Instructions for the task >> Find the string "black" in the entries and copy each line that has it.

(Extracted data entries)
+--

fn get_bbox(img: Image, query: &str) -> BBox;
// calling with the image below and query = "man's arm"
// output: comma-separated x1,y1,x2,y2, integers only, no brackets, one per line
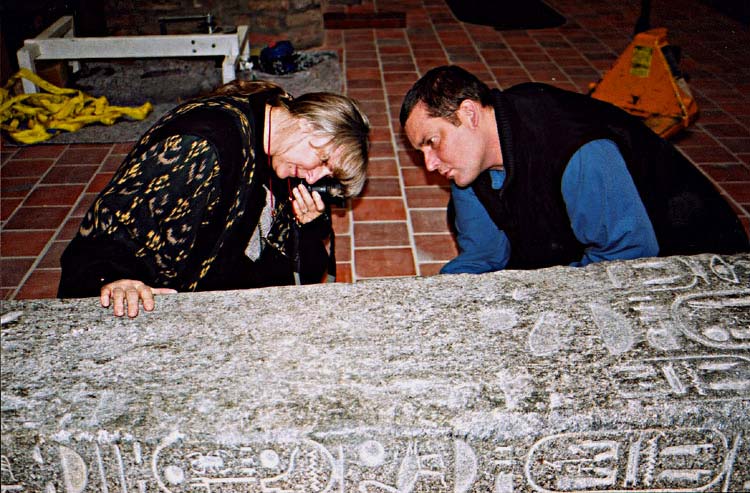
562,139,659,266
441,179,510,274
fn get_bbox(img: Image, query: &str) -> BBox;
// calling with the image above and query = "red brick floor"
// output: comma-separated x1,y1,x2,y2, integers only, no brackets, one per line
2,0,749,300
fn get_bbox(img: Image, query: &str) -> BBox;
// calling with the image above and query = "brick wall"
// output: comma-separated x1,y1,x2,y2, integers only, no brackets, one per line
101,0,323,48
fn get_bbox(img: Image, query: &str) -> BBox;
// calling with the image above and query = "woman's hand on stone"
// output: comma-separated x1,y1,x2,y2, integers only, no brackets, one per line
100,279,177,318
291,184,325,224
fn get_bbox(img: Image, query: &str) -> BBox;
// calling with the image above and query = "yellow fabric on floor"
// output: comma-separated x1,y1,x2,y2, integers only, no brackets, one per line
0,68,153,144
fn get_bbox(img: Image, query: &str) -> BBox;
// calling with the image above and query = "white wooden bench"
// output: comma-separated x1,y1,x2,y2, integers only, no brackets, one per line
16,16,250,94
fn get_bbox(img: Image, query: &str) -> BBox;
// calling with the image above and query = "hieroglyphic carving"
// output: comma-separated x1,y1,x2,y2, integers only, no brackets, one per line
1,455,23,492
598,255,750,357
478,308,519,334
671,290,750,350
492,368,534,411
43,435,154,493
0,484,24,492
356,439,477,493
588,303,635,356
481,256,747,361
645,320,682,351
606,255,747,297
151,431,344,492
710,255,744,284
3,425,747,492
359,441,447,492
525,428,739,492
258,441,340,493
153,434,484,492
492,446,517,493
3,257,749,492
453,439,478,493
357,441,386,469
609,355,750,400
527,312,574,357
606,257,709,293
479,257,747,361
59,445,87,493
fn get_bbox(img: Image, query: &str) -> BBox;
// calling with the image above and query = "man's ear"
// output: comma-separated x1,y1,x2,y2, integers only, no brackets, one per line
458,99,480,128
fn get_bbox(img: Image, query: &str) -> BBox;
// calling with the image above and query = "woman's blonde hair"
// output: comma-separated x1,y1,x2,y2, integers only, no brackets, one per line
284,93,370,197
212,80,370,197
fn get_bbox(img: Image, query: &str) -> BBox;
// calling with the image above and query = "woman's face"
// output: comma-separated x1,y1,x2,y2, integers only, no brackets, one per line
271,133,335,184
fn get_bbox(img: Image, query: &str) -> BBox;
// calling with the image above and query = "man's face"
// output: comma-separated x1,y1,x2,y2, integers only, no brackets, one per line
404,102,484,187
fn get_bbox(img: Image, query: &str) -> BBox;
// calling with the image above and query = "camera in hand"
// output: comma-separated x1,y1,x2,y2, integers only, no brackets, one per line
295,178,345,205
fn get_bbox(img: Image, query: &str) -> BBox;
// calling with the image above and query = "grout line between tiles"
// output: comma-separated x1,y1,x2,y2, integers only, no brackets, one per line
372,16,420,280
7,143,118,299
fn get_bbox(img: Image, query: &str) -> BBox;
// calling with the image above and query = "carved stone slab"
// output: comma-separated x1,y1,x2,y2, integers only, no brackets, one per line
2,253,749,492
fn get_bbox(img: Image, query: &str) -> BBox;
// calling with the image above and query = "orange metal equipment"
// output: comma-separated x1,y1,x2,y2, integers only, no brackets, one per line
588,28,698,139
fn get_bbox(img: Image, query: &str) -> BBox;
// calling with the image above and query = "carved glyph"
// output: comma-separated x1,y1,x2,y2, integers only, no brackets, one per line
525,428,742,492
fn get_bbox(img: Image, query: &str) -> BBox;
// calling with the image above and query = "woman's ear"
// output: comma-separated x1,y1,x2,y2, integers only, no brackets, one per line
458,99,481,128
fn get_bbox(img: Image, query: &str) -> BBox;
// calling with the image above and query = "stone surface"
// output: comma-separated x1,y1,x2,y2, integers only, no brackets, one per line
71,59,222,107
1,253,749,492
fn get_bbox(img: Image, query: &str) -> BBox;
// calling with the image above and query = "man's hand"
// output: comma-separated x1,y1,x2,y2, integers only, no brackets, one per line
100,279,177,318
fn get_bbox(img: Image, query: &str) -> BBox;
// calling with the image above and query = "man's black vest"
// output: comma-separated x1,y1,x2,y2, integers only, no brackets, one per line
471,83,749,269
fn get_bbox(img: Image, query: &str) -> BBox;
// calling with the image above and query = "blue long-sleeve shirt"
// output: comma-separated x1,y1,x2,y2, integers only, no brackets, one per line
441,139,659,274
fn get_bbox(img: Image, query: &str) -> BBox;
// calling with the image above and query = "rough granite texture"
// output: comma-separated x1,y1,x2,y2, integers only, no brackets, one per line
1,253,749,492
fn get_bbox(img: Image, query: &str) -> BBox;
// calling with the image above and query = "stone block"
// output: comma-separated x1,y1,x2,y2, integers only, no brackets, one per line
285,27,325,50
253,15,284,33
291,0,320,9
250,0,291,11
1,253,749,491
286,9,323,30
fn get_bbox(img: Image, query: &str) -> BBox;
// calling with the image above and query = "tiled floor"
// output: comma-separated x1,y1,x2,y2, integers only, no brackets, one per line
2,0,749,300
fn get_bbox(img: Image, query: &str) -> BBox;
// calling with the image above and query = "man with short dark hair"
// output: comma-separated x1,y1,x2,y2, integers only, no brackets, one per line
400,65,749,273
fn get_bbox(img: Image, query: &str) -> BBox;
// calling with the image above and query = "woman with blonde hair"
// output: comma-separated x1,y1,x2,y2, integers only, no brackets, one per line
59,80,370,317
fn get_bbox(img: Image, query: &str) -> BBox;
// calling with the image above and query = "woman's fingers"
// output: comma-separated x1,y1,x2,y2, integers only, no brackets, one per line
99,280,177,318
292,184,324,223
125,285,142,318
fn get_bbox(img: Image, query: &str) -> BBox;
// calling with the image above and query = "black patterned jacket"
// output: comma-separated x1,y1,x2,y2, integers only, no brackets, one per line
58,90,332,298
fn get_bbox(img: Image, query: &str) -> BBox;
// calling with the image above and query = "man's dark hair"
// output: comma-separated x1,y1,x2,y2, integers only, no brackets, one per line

+--

Exercise output >>
// calling with the image above and query = "man's black vest"
// calling with the image above and query = "black patterned jacket"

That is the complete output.